### Records provided ###
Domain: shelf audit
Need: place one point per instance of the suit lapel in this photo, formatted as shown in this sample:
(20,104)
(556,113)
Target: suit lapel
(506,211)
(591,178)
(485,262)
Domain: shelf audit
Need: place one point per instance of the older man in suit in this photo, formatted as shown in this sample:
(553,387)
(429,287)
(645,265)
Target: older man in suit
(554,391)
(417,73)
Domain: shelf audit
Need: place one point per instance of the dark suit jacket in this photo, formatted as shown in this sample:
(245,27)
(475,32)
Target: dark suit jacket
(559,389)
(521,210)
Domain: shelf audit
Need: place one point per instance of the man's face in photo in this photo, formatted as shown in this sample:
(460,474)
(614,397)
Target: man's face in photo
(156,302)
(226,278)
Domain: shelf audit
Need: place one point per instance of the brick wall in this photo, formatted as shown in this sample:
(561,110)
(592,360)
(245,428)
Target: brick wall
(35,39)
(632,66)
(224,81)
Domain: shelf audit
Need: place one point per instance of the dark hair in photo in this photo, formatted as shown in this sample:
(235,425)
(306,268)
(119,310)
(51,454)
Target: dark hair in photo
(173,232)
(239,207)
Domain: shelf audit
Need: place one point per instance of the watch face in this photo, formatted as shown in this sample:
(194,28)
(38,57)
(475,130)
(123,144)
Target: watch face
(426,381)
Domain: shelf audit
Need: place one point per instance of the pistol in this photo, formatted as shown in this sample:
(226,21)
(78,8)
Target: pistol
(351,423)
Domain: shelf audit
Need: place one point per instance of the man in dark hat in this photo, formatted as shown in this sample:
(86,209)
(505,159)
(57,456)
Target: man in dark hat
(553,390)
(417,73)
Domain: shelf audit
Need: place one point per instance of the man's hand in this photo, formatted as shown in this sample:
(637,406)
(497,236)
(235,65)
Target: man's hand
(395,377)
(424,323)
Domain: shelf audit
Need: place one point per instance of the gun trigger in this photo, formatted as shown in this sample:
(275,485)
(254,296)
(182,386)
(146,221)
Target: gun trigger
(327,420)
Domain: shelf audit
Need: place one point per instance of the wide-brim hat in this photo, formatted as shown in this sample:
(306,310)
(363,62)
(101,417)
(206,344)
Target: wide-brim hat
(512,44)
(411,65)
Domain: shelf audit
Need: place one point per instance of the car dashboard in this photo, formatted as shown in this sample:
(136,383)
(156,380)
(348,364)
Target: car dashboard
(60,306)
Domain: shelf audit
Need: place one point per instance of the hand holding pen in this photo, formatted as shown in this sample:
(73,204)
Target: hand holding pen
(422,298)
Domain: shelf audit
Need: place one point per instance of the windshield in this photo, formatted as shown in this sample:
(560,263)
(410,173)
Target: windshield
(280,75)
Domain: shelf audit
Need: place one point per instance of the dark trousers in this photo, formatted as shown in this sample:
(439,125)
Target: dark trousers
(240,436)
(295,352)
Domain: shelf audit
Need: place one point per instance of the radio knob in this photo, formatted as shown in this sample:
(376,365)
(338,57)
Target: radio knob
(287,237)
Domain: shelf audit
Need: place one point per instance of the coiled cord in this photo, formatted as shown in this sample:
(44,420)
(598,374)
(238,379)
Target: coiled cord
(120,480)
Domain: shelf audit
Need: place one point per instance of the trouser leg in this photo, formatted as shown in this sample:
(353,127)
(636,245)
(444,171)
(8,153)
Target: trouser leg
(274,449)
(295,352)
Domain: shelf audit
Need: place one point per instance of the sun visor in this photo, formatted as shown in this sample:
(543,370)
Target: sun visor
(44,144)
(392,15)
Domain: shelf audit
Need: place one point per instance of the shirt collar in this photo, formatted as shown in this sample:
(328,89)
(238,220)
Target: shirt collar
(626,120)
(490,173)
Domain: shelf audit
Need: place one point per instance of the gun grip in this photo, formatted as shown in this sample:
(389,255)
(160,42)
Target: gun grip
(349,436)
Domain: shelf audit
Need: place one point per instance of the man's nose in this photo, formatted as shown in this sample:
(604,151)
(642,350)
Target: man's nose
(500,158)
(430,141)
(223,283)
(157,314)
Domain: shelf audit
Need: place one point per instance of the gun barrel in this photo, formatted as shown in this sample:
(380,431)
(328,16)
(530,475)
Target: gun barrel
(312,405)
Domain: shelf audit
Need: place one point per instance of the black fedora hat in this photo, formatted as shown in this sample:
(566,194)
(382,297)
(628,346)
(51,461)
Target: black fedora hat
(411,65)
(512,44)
###
▸ **Task directions**
The data above must be returned in full, exactly as written.

▸ **Answer**
Domain: shelf audit
Need: place one point per instance of the suit lapel in this photo, formatted as shown in this sample:
(20,104)
(556,113)
Target: suit lapel
(506,211)
(591,178)
(485,262)
Domain: shelf audit
Need: place one point per instance of the older man in suit in this photo, formatted as shown in this sample:
(553,387)
(429,287)
(645,265)
Target: older man in suit
(554,391)
(417,73)
Domain: shelf audit
Need: place one point per instance of the dark suit jacket in this photo, formatted as shown in this sample:
(245,27)
(475,32)
Target: dark suit jacket
(559,389)
(521,210)
Domain: shelf audit
Need: place one point per instance of the man's face in photo in this photo, formatted as shown in this sample:
(460,474)
(614,397)
Target: man's face in photo
(156,302)
(226,278)
Domain: shelf audit
Need: place one point per instance of the brick wall in this photo, formatted as shown in this sample:
(561,110)
(592,360)
(245,428)
Target: brick wall
(35,39)
(632,66)
(224,81)
Domain: shelf audit
Need: place one point per instance of the dark hair in photo in this photo, formatted as shown in this sample:
(235,425)
(306,268)
(119,310)
(51,454)
Target: dark hair in photo
(173,232)
(239,207)
Domain: shelf audit
Need: place one point per instance of the watch face in this photo, formatted as shown in this sample:
(194,28)
(38,57)
(475,130)
(123,144)
Target: watch face
(426,381)
Domain: shelf audit
Need: place one point per instance of the pistol in this photo, formatted as shown in this sample:
(226,21)
(78,8)
Target: pistol
(351,423)
Domain: shelf audit
Need: place one point per instance of the man in dark hat in this photo, formatted as shown in this sample:
(86,209)
(505,159)
(57,456)
Target: man in dark hat
(553,390)
(417,73)
Domain: shelf audit
Need: place one point per instance of the man's hand in this photo, formatted as shown in this sample:
(637,406)
(497,236)
(235,65)
Target: man's hand
(395,377)
(424,323)
Domain: shelf audit
Need: place one point per instance of the gun trigger in this photo, formatted as shown in this sample:
(275,485)
(254,296)
(182,386)
(146,221)
Target: gun trigger
(327,420)
Domain: shelf audit
Need: place one point per instance of the wide-brim hat in this photo, formatted as shown in this sample:
(306,310)
(363,62)
(101,417)
(206,344)
Target: wide-brim hat
(512,44)
(411,65)
Domain: shelf audit
Need: place one point per instance of the car dashboard in this photo, formatted as shown in this sample:
(136,383)
(156,380)
(348,364)
Target: car dashboard
(60,306)
Domain: shelf audit
Need: place one point per instance of the hand holding pen in this photo, formatted as shown in this sample:
(73,204)
Target: hand holding pen
(422,298)
Domain: shelf audit
Need: place one point per instance of the windshield in this photo, formatted as shown in this sample:
(560,263)
(410,173)
Target: windshield
(280,75)
Domain: shelf audit
Need: place one point per instance of the dark trousers in this photo, formatted as shown in this sample:
(439,125)
Target: dark trousers
(240,436)
(295,352)
Domain: shelf audit
Need: place one point per instance of the radio knob in this photo, formatted as shown in this sample:
(376,365)
(338,57)
Target: radio knob
(287,237)
Domain: shelf audit
Need: place one point per instance of the coiled cord in this photo, formatted as shown in this sample:
(44,420)
(598,374)
(238,379)
Target: coiled cord
(120,480)
Domain: shelf audit
Need: place one point per instance of the trouser leg in this photo, formatted as shown in this sample:
(353,127)
(636,245)
(444,171)
(8,153)
Target: trouser leg
(274,449)
(295,352)
Domain: shelf audit
Need: place one point per instance of the sun visor in this photo, formatted as shown in this sample:
(543,370)
Target: sun visor
(44,144)
(392,15)
Domain: shelf audit
Need: place one point per instance of the shirt collar in this photo, formatted as shown in this sample:
(328,89)
(238,220)
Target: shirt collar
(626,120)
(490,173)
Domain: shelf audit
Need: place one point per instance of the gun grip in this photo, formatted as shown in this sample:
(389,255)
(160,42)
Target: gun grip
(349,436)
Domain: shelf audit
Need: place one point per instance of the man's nose in this photo, formatted as shown in this sample:
(604,151)
(642,350)
Target: man's nose
(500,158)
(430,141)
(223,283)
(157,314)
Domain: shelf audit
Need: place one point per instance of the gun barrel in this photo, formatted as shown in this sample:
(380,431)
(328,16)
(530,475)
Target: gun barrel
(312,405)
Domain: shelf audit
Need: place one point per instance of the black fedora hat in this photo, formatted as shown in this sample:
(566,194)
(382,297)
(628,346)
(51,461)
Target: black fedora hat
(411,65)
(512,44)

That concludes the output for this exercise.